• _What the exercise asks_
Reproduce every line of the records below, requests included, but decrease each x and y coordinate in the answer points by 138, leaving the numbers in the requests and their format samples unchanged. Leave the pictures out of your answer.

* Start *

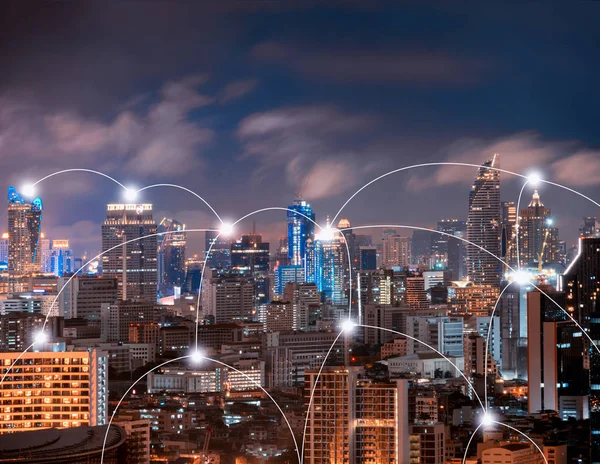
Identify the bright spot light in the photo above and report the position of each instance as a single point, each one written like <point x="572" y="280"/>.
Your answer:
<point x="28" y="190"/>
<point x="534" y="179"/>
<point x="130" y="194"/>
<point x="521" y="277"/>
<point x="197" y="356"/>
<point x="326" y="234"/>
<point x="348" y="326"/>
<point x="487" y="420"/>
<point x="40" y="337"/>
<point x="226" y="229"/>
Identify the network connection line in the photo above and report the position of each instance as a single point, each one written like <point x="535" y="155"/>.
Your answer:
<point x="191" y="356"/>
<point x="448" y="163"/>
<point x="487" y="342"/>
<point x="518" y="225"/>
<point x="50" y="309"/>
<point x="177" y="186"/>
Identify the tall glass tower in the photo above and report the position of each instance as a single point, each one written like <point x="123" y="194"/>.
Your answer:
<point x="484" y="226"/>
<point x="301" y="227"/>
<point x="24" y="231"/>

* End *

• _Answer to this task_
Identify the bright spot light in the photo above and report the position of each instance as a single point, each one written like <point x="572" y="280"/>.
Your answer:
<point x="-110" y="52"/>
<point x="396" y="41"/>
<point x="-8" y="56"/>
<point x="383" y="139"/>
<point x="59" y="218"/>
<point x="188" y="96"/>
<point x="210" y="188"/>
<point x="349" y="282"/>
<point x="-98" y="199"/>
<point x="88" y="91"/>
Identify the network connection line in the photo above and report the position of each instance as a single point, each one written like <point x="535" y="155"/>.
Your answer:
<point x="53" y="218"/>
<point x="310" y="25"/>
<point x="349" y="204"/>
<point x="380" y="87"/>
<point x="-88" y="171"/>
<point x="39" y="48"/>
Identify the tall glass tower in the photo above and report the position of each instance as a single point, each one written like <point x="123" y="194"/>.
Your answer:
<point x="346" y="88"/>
<point x="163" y="89"/>
<point x="-114" y="93"/>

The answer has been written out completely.